*Directives*.
1. Answer these from the essay on Harvard and music:
(a) What does the essay compare Harvard to in its opening sentence?
(b) In the verse, what do the singers join in?
(c) Who passed neo-Classicism on to a clutch of unusually gifted students?
2. Reproduce word for word the passage of the essay on Harvard and music starting at "Fair Harvard! we" and ending at "is waiting before.".
3. Extend the essay on Harvard and music, picking up right after its final sentence.

*Source text*.
New England’s Prospect: Yard Work
Harvard University is inextricably associated with the Boston Area, yet is also just a bit oblique to it, like a secular Vatican City maintaining its sovereignty within a Hub version of Rome. The musical orthodoxies it hands down at a roughly generational pace, too, manage to track compositional trends while still standing apart from them.
Fair Harvard! we join in thy Jubilee throng,
And with blessings surrender thee o’er
By these festival rites, from the age that is past,
To the age that is waiting before.
Harvard University is inextricably associated with the Boston Area, yet is also just a bit oblique to it, like a secular Vatican City maintaining its sovereignty within a Hub version of Rome. The musical orthodoxies it hands down at a roughly generational pace, too, manage to track compositional trends while still standing apart from them, be it the idiosyncratically academic modernism of Mario Davidovsky et al.; or the European-designed but American-built neo-Classicism passed on from Walter Piston to a clutch of unusually gifted students; or the common-practice-in-excelsis scrupulousness of Archibald T. Davison, the traditional proprieties given a particularly Crimsonian refinement.

*Dataset*.
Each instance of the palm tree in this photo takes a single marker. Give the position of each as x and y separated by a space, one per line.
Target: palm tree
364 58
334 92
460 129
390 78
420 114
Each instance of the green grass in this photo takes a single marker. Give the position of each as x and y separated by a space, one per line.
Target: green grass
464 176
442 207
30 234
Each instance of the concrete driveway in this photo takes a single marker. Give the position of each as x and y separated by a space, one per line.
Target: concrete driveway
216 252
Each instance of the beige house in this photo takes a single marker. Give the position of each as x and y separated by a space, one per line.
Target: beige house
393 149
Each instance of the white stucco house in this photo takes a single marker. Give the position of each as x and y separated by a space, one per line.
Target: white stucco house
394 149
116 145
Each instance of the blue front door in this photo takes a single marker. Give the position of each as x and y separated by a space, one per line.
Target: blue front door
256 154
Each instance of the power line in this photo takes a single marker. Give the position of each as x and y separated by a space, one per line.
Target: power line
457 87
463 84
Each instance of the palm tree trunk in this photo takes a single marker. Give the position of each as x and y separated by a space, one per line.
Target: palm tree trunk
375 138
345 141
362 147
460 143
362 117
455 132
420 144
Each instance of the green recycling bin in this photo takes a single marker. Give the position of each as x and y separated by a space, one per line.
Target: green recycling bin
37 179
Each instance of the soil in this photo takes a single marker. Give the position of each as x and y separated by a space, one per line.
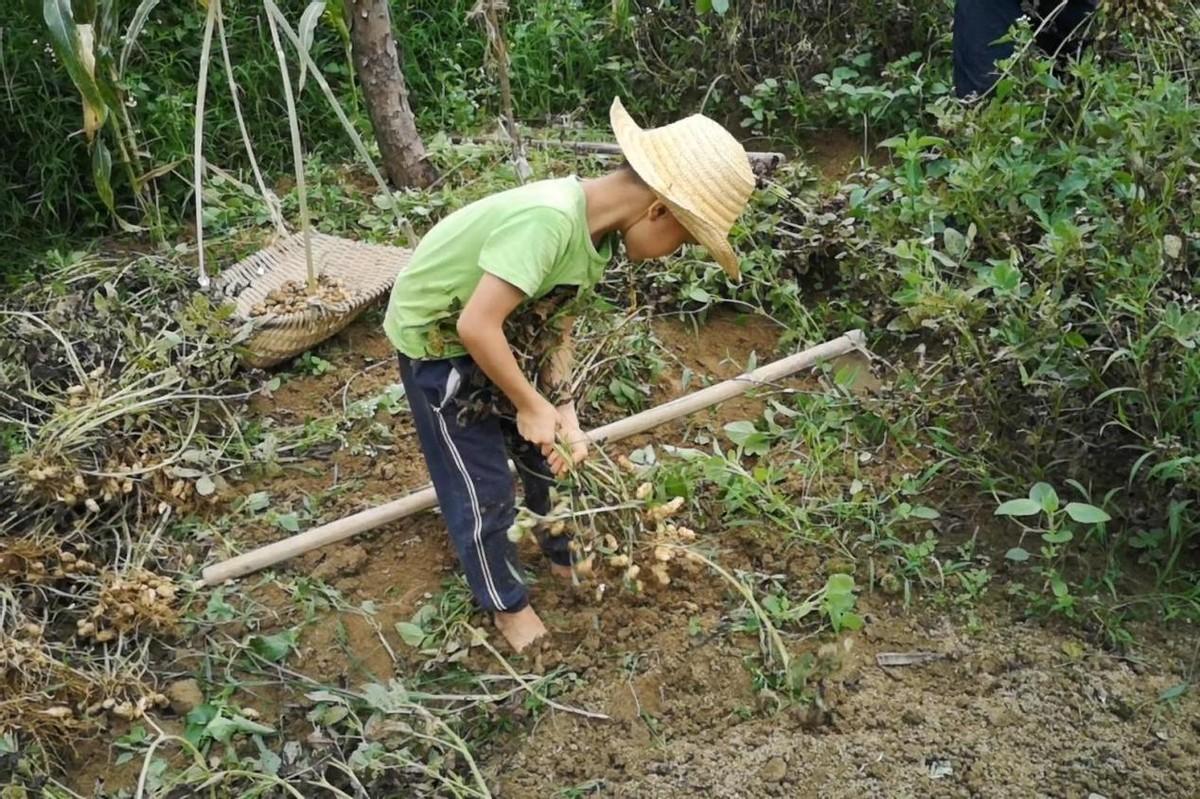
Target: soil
1017 709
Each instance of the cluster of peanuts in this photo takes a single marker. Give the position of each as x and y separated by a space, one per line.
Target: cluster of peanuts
19 650
1145 14
90 390
294 296
46 565
23 656
131 602
670 540
54 482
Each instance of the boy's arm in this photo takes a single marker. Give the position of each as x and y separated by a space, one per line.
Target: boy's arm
556 382
481 331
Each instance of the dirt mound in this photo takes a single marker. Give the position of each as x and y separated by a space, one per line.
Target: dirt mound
1019 710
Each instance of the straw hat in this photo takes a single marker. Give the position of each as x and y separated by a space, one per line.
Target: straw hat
697 169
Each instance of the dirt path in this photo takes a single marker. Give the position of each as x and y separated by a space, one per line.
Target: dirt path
1014 709
1017 710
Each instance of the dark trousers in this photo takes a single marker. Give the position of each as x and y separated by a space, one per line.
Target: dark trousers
979 23
467 450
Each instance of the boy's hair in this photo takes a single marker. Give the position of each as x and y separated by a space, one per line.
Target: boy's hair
629 168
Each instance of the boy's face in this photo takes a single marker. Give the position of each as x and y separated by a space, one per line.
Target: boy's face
655 234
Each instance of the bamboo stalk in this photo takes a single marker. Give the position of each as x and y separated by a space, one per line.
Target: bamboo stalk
769 158
426 498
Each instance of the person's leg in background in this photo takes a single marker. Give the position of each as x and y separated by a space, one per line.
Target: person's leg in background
1063 36
467 458
537 481
977 25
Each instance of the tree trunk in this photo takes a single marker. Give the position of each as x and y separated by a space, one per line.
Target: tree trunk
383 86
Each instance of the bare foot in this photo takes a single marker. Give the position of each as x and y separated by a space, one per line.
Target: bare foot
520 629
581 570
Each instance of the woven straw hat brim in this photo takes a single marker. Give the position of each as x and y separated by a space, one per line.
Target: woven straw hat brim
699 170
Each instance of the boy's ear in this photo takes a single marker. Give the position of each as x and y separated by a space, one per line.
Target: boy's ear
658 210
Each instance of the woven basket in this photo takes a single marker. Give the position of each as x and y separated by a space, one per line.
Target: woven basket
365 270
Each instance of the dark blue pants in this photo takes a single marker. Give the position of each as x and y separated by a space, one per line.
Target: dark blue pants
979 23
467 450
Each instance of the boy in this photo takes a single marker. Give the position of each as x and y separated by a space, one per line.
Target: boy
465 360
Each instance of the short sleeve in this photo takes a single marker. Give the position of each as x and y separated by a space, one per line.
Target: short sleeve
523 250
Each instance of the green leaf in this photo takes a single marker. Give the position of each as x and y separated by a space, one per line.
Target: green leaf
257 502
1021 506
274 648
850 622
69 47
1086 514
955 242
741 432
131 35
1057 536
1044 494
102 173
411 634
221 728
840 584
922 511
1174 692
307 29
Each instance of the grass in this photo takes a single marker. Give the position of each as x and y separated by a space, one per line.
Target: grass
1024 268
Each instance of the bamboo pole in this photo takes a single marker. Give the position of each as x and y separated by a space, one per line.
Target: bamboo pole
768 160
425 498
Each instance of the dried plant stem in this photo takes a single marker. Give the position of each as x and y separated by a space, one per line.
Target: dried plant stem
273 203
478 635
297 152
202 88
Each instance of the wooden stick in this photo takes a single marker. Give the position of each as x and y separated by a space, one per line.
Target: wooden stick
771 160
425 498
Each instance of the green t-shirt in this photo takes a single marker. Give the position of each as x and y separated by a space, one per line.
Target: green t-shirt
534 236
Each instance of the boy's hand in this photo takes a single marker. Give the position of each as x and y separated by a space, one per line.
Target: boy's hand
573 449
538 424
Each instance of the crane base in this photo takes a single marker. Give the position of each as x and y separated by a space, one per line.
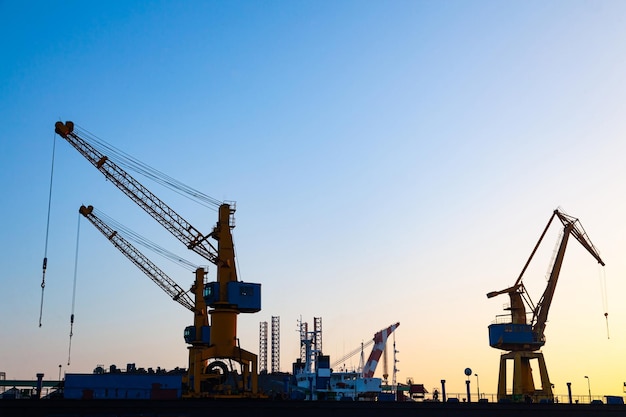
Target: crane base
523 385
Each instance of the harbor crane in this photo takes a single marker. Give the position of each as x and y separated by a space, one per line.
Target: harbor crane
522 333
226 297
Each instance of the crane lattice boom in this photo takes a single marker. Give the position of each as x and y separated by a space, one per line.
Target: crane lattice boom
140 260
161 212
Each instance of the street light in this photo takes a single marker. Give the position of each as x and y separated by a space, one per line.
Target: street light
477 386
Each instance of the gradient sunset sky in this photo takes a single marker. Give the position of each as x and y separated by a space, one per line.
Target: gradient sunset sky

*Answers*.
1.
(a) A secular Vatican City maintaining its sovereignty within a Hub version of Rome.
(b) Thy Jubilee throng.
(c) Walter Piston.

2.
Fair Harvard! we join in thy Jubilee throng,
And with blessings surrender thee o’er
By these festival rites, from the age that is past,
To the age that is waiting before.

3.
The latest school spirit, to judge from the May 12 Fromm Concert featuring the work of Harvard graduate student composers, is noise, the sound at the boundary between musical pitch and the physical effort needed to produce it. The composer biographies in the program book included mentions of “the spectrum of dynamics, movements, and contradictive forces” and “tactile sound” and “underlying impulses in the grain of everyday events” and “the microscopic but violent space between a finger and a string,” among other evocations; all six works on the program spun variations on that theme. (It’s a stylistic proclivity that can be heard in the music of current composition faculty: Chaya Czernowin—whom Frank J. Oteri interviewed for this magazine last year—and Hans Tutschku, who helped curate the Sound in SPACE festival I reviewed last November.)
Harvard being its affluent self, the performers were not students, but rather a nine-person delegation of the excellent Cologne-based Ensemble musikFabrik. (Because of a schedule conflict—see below—the group was kind enough to let me listen to their dress rehearsal on Saturday afternoon.) Being a former graduate composition student who can still not-so-fondly remember mad scrambles for sometimes unenthusiastic players, I indulged in some well-earned envy, and had fun imagining a crack professional new music ensemble being tasked with the sort of thrown-together sorts of things I recalled composition students being liable to produce when faced with a deadline.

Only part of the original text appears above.